**Record set**:
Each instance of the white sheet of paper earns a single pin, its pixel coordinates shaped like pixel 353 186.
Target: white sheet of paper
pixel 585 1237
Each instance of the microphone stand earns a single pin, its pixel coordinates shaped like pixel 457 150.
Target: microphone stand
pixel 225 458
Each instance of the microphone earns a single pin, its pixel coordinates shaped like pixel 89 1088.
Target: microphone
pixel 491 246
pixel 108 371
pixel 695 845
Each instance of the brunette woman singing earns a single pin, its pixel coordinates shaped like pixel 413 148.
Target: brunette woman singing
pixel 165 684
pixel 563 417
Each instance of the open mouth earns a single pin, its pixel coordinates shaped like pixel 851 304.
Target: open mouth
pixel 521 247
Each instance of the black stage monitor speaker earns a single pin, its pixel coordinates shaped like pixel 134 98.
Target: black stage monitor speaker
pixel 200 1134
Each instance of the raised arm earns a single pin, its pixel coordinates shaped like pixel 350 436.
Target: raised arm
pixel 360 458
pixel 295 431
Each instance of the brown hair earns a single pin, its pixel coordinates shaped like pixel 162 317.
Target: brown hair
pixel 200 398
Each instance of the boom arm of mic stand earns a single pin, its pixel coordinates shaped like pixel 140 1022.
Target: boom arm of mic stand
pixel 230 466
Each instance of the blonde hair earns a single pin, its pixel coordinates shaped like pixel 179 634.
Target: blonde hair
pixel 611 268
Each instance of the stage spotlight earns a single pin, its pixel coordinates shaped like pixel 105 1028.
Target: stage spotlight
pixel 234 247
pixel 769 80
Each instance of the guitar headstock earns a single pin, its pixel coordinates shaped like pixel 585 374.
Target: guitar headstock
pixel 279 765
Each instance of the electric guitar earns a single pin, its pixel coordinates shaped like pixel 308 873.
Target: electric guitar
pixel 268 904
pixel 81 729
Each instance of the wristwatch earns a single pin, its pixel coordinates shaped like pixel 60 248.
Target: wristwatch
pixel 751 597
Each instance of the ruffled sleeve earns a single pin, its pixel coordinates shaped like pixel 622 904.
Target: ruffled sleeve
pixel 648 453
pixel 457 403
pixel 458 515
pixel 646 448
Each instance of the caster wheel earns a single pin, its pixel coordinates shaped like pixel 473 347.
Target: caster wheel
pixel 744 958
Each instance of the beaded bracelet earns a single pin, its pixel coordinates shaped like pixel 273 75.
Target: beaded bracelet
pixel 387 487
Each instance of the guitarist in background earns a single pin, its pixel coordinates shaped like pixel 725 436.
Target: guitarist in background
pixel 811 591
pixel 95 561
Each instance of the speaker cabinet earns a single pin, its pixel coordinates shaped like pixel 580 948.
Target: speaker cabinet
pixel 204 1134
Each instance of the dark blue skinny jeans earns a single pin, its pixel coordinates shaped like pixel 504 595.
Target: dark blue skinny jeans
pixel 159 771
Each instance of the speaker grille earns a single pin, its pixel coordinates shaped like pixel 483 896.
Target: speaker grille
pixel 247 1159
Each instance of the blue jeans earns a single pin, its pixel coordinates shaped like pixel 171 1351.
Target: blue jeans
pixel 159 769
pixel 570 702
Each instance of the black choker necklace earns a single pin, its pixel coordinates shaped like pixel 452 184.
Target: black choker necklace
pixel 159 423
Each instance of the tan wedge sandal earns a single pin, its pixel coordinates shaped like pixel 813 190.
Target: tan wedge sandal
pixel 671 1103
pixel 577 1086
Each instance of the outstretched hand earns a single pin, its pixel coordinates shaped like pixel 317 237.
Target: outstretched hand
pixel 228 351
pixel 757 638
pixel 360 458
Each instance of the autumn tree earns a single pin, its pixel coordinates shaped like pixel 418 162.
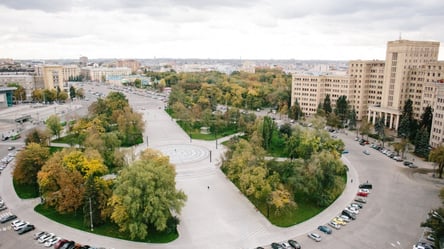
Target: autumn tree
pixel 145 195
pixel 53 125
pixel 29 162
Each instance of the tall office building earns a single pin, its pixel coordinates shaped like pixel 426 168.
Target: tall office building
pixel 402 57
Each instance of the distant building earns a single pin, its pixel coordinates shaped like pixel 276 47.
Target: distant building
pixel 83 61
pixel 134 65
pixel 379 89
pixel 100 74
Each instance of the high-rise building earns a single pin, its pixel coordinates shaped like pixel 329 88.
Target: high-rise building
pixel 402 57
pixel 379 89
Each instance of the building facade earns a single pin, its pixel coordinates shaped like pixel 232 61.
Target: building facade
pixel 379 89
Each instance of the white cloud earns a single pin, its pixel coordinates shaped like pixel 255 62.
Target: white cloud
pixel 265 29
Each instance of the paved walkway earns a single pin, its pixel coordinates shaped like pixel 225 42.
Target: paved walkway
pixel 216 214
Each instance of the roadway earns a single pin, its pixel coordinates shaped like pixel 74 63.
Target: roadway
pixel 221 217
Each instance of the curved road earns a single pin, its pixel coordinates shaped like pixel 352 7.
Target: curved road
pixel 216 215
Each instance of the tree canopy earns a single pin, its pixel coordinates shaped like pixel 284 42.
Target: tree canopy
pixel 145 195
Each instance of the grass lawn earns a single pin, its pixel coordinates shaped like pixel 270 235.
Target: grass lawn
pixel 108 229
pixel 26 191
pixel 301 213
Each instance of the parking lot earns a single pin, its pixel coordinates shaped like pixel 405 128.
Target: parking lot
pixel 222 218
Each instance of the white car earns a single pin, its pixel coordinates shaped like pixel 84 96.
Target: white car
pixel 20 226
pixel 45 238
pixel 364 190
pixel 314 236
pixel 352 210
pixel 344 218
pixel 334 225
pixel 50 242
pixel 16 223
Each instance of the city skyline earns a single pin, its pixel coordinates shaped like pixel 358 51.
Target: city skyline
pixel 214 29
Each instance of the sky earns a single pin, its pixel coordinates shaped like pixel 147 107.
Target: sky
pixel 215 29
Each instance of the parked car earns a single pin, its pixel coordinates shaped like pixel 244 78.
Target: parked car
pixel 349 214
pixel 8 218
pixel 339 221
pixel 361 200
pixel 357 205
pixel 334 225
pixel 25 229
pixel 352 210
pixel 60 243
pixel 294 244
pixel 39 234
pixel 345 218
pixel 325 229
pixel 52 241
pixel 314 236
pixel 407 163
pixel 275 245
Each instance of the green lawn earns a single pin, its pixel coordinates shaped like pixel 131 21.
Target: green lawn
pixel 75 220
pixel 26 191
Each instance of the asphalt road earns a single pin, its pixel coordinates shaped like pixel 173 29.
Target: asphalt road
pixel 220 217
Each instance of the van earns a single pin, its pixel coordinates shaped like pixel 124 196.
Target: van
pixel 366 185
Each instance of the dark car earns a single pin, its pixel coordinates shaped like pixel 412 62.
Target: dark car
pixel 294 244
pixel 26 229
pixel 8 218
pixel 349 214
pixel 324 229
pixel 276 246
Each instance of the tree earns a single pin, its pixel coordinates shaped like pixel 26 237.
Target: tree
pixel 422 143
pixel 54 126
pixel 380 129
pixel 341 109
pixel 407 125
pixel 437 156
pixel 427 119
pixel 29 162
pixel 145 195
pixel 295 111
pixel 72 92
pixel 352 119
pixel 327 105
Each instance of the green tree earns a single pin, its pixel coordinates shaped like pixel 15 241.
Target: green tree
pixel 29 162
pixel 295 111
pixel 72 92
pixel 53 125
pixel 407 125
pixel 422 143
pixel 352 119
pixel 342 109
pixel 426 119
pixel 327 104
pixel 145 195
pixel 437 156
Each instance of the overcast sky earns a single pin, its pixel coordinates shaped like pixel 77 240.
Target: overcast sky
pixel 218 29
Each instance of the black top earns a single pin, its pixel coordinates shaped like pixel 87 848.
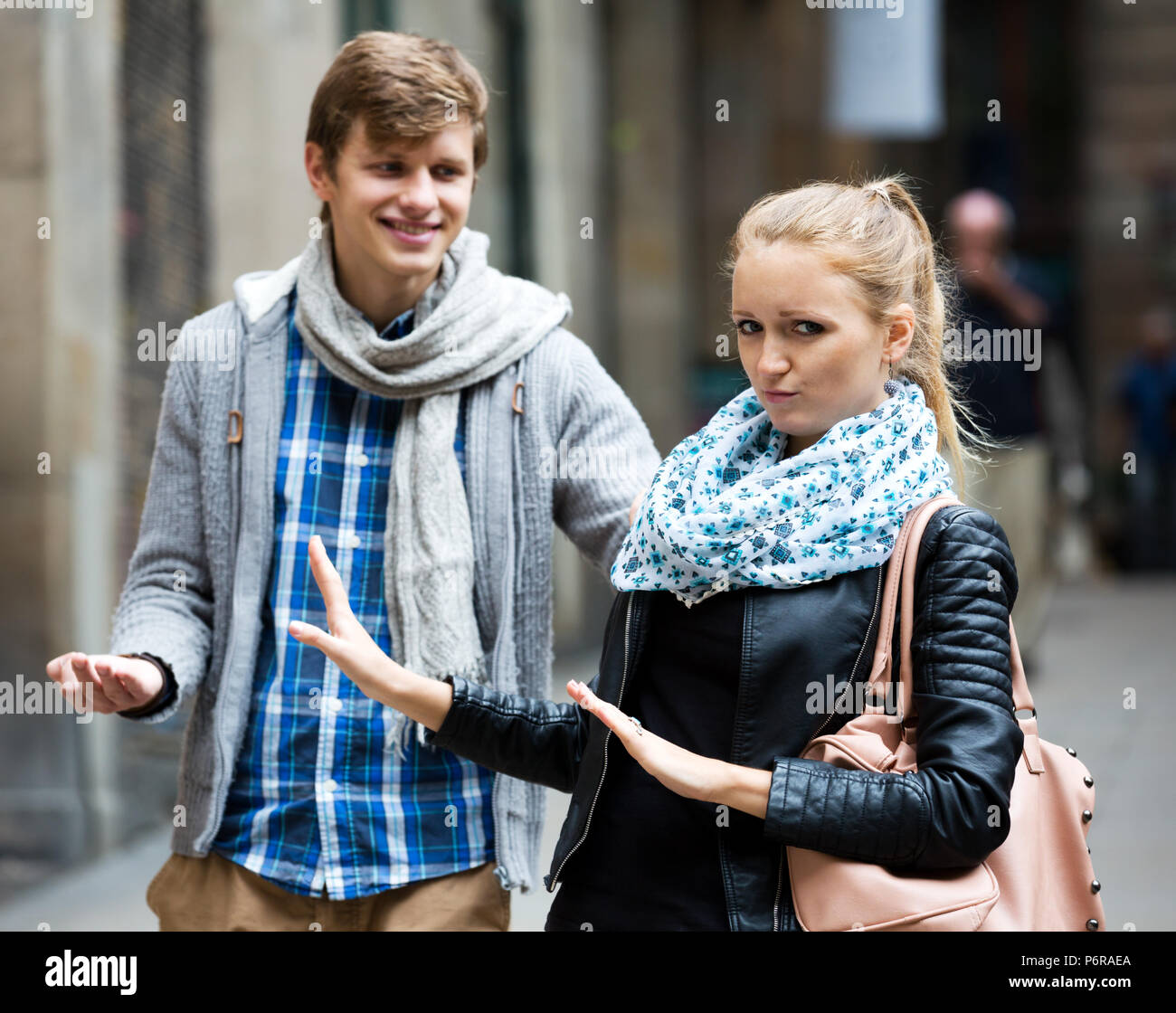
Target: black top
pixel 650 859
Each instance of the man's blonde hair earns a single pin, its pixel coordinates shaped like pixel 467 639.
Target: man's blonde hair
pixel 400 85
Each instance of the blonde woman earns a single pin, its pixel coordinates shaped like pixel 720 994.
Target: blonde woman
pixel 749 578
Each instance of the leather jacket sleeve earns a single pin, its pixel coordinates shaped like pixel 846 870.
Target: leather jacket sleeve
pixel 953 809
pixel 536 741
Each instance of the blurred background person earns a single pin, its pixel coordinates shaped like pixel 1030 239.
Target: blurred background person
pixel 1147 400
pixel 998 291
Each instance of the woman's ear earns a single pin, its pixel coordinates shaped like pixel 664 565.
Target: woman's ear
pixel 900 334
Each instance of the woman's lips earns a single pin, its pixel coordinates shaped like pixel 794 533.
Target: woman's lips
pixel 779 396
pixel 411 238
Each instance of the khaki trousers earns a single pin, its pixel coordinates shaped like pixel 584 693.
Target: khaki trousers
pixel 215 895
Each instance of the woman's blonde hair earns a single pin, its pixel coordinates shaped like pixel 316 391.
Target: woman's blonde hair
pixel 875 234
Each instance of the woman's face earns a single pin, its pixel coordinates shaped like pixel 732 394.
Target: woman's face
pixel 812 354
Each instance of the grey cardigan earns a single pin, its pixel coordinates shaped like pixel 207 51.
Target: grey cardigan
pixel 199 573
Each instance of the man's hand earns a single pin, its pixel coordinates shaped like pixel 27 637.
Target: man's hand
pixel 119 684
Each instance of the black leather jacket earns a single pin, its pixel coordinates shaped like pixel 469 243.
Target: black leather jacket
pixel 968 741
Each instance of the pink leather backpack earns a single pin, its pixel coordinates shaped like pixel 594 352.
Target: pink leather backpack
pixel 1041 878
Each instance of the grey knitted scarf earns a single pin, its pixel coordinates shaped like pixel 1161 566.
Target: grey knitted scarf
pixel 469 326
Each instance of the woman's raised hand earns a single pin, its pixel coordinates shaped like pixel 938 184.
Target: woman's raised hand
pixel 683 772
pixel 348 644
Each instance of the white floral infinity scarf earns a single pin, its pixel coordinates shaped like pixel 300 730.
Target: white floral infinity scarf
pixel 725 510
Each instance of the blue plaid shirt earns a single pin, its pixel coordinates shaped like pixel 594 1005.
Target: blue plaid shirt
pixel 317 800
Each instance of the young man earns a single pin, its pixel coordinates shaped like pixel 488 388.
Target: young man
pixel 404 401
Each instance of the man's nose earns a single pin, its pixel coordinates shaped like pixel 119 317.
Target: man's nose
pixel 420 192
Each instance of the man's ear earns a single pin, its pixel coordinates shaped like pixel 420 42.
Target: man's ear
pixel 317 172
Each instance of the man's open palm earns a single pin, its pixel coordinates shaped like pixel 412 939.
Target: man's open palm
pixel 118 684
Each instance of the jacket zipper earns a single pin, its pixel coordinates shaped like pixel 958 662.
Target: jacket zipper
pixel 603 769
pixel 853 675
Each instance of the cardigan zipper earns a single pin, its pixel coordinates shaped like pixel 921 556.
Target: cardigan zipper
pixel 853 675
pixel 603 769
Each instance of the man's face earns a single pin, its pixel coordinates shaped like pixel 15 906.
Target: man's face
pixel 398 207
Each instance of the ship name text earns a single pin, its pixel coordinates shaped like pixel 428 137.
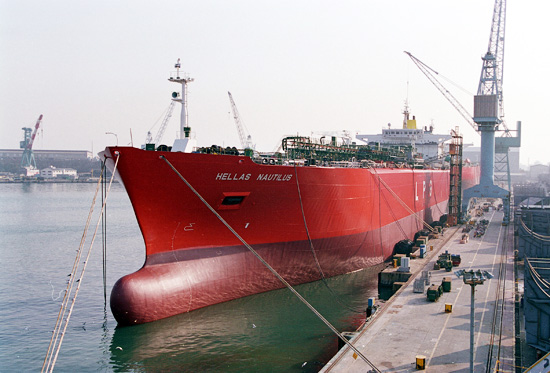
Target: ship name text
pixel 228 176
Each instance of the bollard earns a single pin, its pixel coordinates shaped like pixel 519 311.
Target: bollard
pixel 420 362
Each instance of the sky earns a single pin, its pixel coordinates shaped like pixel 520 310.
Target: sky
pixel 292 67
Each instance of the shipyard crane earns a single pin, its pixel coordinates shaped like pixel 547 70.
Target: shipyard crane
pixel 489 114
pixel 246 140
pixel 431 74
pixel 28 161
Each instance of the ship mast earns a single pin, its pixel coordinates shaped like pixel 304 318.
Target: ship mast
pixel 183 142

**What needs to be done**: Copy out the entries above word for word, starting at the line containing "Each instance of the pink" and ending at the line containing "pixel 317 800", with both of those lines included.

**Answer to this task**:
Each instance of the pink leather backpack earns a single pin, its pixel coordinates shaped like pixel 594 352.
Target: pink leather backpack
pixel 1041 878
Each instance of the grey knitted scarf earns a single pin, its pixel coordinates shaped like pixel 1161 566.
Target: grey knitted scarf
pixel 469 326
Each instance of the woman's raised hand earns a single pin, its pixel coordinates shaped like pixel 938 184.
Target: woman's raised hand
pixel 683 772
pixel 348 644
Each instance of the white floral infinity scarf earns a single pin, its pixel coordinates shaped like pixel 300 730.
Target: white floral infinity scarf
pixel 725 510
Each instance of the blue plaid shirt earns a single pin, its pixel coordinates shaped like pixel 594 1005.
Target: blue plaid shirt
pixel 317 800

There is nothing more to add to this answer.